*** Opening TEXT ***

= E-Material =

E-Material, also called E Material, is a metal matrix composite consisting of beryllium matrix with beryllium oxide particles. It has high thermal conductivity (210-230 W/m K), and its thermal expansion can be adjusted to match other materials, e.g. silicon and gallium arsenide chips and various ceramics. It is chiefly used in microelectronics as substrate for power semiconductor devices and high density multi-chip modules, where it aids with removal of waste heat. E-materials have low weight and high strength, making them especially suitable for aerospace technology. Their high elastic modulus is favorable for absorbing vibrations and lowering material fatigue of attached modules and wire bonds.

Several variants exist:

- E-20, containing 80 vol.% of beryllium and 20 vol.% (25.8-32.25 w.%) beryllium oxide. Its thermal conductivity is 210 W/(m·K). Its thermal expansion coefficient is 8.7. Its density at 25 °C is 2.045 g/cm^{3}.
- E-40, containing 60 vol.% of beryllium and 40 vol.% (49.5-54.8 w.%) beryllium oxide. Its thermal conductivity is 220 W/(m·K). Its thermal expansion coefficient is 7.5. Its density at 25 °C is 2.277 g/cm^{3}.
- E-60, containing 40 vol.% of beryllium and 60 vol.% (69.4-73.2 w.%) beryllium oxide. Its thermal conductivity is 230 W/(m·K). Its thermal expansion coefficient is 6.1. Its density at 25 °C is 2.513 g/cm^{3}.

E-materials are prepared by impact grinding and then hot isostatic pressing into a block. The block is then sliced to cards, sawn to required shape, polished, machined, and optionally plated with e.g. nickel, cadmium, chrome, silver, copper, or gold. Without coatings, the corrosion resistance of E-materials is similar to aluminium.

*** Closing TEXT ***

WHAT YOU WILL DO: Carry on the E-Material text from where it stops.

*** Opening RECORDS SHOWN ***

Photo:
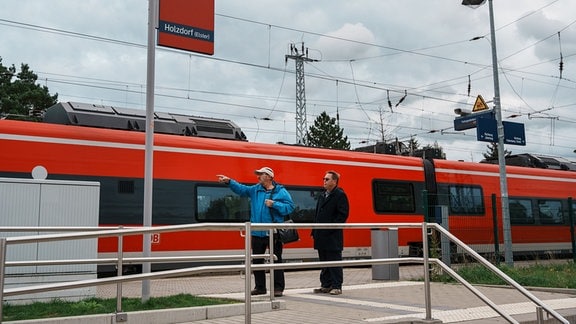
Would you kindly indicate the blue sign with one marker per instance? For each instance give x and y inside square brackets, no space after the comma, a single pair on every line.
[470,121]
[487,131]
[514,133]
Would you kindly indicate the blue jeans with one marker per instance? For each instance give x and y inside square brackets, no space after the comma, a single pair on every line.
[331,277]
[259,246]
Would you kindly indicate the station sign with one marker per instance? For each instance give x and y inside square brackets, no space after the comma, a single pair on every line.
[471,120]
[187,25]
[487,131]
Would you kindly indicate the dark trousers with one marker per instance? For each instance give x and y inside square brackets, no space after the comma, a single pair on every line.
[331,277]
[259,246]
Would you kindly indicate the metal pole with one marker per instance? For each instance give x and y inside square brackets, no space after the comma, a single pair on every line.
[571,219]
[501,159]
[119,266]
[427,300]
[149,149]
[3,247]
[248,273]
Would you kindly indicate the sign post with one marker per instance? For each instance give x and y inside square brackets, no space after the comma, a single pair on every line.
[186,25]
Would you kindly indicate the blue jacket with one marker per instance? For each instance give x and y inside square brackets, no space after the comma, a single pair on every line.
[259,212]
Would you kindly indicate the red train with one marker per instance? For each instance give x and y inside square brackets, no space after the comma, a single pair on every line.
[381,188]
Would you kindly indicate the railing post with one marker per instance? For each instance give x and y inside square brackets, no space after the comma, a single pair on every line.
[426,271]
[271,261]
[248,271]
[495,230]
[2,273]
[571,218]
[119,271]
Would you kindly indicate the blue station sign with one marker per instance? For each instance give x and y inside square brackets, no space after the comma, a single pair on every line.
[487,131]
[471,120]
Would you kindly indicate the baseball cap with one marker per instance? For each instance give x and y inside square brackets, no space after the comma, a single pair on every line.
[265,170]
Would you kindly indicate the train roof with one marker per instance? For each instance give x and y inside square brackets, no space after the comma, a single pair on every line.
[82,114]
[536,161]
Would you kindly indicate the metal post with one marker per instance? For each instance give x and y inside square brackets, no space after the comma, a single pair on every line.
[149,148]
[427,300]
[501,159]
[571,218]
[271,261]
[119,271]
[495,226]
[248,271]
[2,273]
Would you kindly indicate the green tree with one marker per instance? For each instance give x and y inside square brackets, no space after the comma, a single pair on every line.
[413,145]
[492,153]
[19,93]
[327,133]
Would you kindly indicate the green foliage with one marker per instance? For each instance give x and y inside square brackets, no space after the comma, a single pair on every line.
[327,133]
[60,308]
[19,93]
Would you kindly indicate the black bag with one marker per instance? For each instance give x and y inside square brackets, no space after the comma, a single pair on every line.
[287,235]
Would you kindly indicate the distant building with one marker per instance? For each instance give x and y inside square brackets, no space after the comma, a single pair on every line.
[399,148]
[536,161]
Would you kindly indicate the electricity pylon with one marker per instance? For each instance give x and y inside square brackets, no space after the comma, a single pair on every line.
[300,57]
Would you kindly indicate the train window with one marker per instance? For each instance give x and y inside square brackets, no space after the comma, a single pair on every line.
[393,197]
[219,204]
[550,211]
[521,211]
[466,200]
[304,204]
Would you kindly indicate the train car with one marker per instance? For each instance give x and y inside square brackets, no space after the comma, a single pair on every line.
[540,219]
[381,188]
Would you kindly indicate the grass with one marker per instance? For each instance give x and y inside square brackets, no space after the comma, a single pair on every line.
[562,275]
[551,276]
[61,308]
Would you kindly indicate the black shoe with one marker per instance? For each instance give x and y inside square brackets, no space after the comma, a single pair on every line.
[258,292]
[322,290]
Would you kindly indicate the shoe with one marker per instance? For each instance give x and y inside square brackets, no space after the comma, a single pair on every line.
[321,290]
[336,291]
[258,292]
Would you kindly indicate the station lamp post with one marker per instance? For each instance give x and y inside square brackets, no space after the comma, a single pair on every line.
[500,129]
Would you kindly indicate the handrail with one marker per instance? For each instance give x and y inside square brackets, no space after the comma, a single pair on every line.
[499,273]
[247,266]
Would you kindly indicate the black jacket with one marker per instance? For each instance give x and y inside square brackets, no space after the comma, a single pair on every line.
[332,209]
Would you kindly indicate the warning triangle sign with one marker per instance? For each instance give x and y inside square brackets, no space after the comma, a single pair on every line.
[480,104]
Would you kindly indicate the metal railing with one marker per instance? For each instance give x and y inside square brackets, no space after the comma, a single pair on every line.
[247,267]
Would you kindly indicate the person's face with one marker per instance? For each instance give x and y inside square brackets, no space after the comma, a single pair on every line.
[329,183]
[263,178]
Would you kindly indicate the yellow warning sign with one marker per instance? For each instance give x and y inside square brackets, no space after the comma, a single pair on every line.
[480,104]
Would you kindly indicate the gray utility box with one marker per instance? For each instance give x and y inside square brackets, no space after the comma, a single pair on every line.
[49,203]
[384,246]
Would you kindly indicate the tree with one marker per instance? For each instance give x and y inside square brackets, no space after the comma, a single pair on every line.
[19,93]
[326,133]
[492,153]
[413,145]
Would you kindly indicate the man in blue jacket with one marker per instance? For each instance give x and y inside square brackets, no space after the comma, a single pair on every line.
[269,203]
[332,207]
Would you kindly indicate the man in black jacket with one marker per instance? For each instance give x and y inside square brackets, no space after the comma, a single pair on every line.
[332,207]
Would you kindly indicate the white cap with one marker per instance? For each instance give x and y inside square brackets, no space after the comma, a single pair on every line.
[266,170]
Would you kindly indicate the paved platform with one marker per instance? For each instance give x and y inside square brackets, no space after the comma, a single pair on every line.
[365,300]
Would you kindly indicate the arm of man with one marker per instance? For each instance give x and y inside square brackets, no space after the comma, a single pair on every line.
[283,203]
[342,209]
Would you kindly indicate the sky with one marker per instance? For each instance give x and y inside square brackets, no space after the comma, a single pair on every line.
[388,69]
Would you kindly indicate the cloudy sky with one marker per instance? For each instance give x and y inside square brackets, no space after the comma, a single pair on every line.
[367,55]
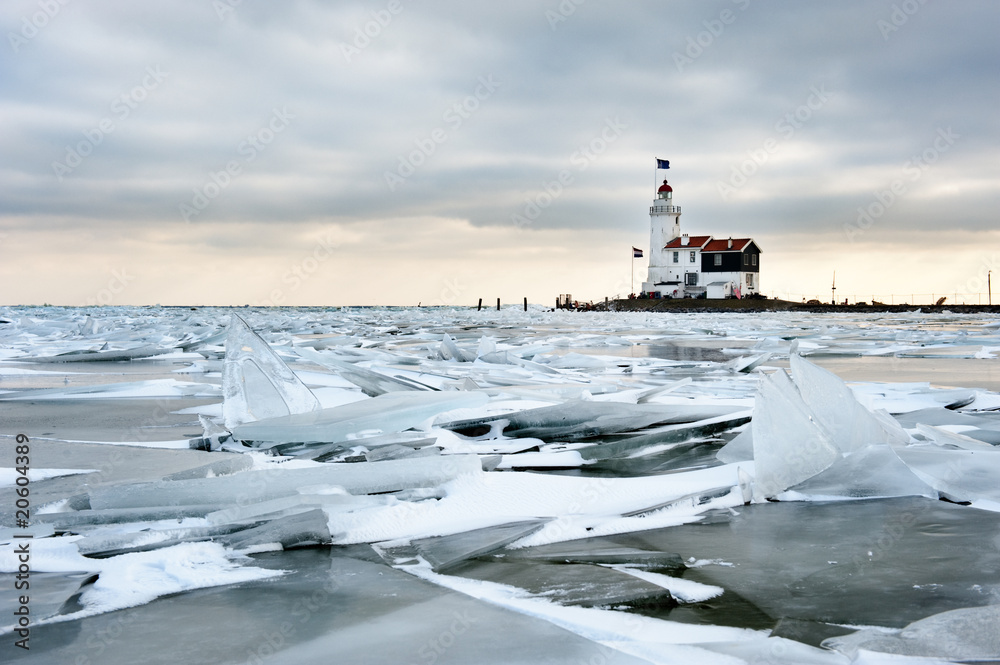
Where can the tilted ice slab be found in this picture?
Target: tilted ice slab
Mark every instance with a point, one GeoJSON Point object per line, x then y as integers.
{"type": "Point", "coordinates": [256, 486]}
{"type": "Point", "coordinates": [581, 419]}
{"type": "Point", "coordinates": [371, 383]}
{"type": "Point", "coordinates": [963, 475]}
{"type": "Point", "coordinates": [580, 507]}
{"type": "Point", "coordinates": [789, 446]}
{"type": "Point", "coordinates": [849, 425]}
{"type": "Point", "coordinates": [256, 383]}
{"type": "Point", "coordinates": [871, 472]}
{"type": "Point", "coordinates": [391, 412]}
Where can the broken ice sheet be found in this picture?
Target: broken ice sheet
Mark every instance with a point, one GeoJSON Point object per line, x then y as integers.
{"type": "Point", "coordinates": [960, 475]}
{"type": "Point", "coordinates": [134, 579]}
{"type": "Point", "coordinates": [789, 446]}
{"type": "Point", "coordinates": [581, 419]}
{"type": "Point", "coordinates": [849, 425]}
{"type": "Point", "coordinates": [256, 383]}
{"type": "Point", "coordinates": [444, 552]}
{"type": "Point", "coordinates": [255, 486]}
{"type": "Point", "coordinates": [371, 383]}
{"type": "Point", "coordinates": [967, 635]}
{"type": "Point", "coordinates": [391, 412]}
{"type": "Point", "coordinates": [874, 471]}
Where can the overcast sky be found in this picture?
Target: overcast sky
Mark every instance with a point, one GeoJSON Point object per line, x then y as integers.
{"type": "Point", "coordinates": [405, 151]}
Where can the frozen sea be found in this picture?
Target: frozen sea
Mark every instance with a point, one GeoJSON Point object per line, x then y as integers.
{"type": "Point", "coordinates": [432, 485]}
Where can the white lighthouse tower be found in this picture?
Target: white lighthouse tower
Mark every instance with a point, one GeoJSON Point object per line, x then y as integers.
{"type": "Point", "coordinates": [664, 225]}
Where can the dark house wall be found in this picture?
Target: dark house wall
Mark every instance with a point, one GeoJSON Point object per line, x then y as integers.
{"type": "Point", "coordinates": [746, 261]}
{"type": "Point", "coordinates": [731, 262]}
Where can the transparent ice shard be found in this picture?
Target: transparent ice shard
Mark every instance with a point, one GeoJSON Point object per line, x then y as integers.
{"type": "Point", "coordinates": [968, 635]}
{"type": "Point", "coordinates": [447, 551]}
{"type": "Point", "coordinates": [390, 412]}
{"type": "Point", "coordinates": [449, 350]}
{"type": "Point", "coordinates": [301, 530]}
{"type": "Point", "coordinates": [789, 446]}
{"type": "Point", "coordinates": [875, 471]}
{"type": "Point", "coordinates": [256, 383]}
{"type": "Point", "coordinates": [255, 486]}
{"type": "Point", "coordinates": [76, 519]}
{"type": "Point", "coordinates": [849, 425]}
{"type": "Point", "coordinates": [297, 503]}
{"type": "Point", "coordinates": [212, 438]}
{"type": "Point", "coordinates": [572, 584]}
{"type": "Point", "coordinates": [962, 475]}
{"type": "Point", "coordinates": [747, 364]}
{"type": "Point", "coordinates": [778, 650]}
{"type": "Point", "coordinates": [51, 594]}
{"type": "Point", "coordinates": [581, 419]}
{"type": "Point", "coordinates": [740, 449]}
{"type": "Point", "coordinates": [943, 437]}
{"type": "Point", "coordinates": [487, 347]}
{"type": "Point", "coordinates": [102, 356]}
{"type": "Point", "coordinates": [395, 451]}
{"type": "Point", "coordinates": [664, 435]}
{"type": "Point", "coordinates": [371, 383]}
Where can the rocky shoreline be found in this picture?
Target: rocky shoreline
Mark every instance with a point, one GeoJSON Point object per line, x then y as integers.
{"type": "Point", "coordinates": [771, 305]}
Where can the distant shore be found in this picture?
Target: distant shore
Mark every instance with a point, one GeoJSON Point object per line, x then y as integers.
{"type": "Point", "coordinates": [771, 305]}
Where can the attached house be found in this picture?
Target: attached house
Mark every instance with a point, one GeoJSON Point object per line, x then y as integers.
{"type": "Point", "coordinates": [686, 266]}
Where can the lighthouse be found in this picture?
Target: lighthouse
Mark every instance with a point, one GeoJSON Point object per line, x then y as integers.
{"type": "Point", "coordinates": [687, 266]}
{"type": "Point", "coordinates": [664, 226]}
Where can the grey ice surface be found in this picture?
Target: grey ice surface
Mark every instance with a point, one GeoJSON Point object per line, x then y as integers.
{"type": "Point", "coordinates": [446, 551]}
{"type": "Point", "coordinates": [885, 562]}
{"type": "Point", "coordinates": [391, 412]}
{"type": "Point", "coordinates": [328, 608]}
{"type": "Point", "coordinates": [256, 486]}
{"type": "Point", "coordinates": [969, 634]}
{"type": "Point", "coordinates": [581, 419]}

*** Closing RECORDS SHOWN ***

RESULT FOR THIS TASK:
E-materials are used in aerospace technology, e.g. as laminated multi-chip modules in Iridium and Globalstar satellites, as heat sinks, and in avionics of F-22 Raptor, F-16 Fighting Falcon, F/A-18 Hornet, and the Joint Strike Fighter. It is also used in SEM-E modules and printed wiring boards.

Care has to be taken during machining and handling of E-materials, as beryllium and its compounds are toxic.

Gold-tin and gold-germanium alloys can be used for brazing with kovar or CuMo and other electronics packaging alloys.

A similar material is Dymalloy, with copper-silver alloy instead of beryllium and diamond instead of beryllium oxide, or AlSiC, aluminium with silicon carbide. Other materials are copper reinforced with carbon fiber, diamond-reinforced aluminium, reinforced carbon-carbon, and pyrolytic graphite.

Another similar material is AlBeMet®, a metal-matrix composite of aluminium and beryllium.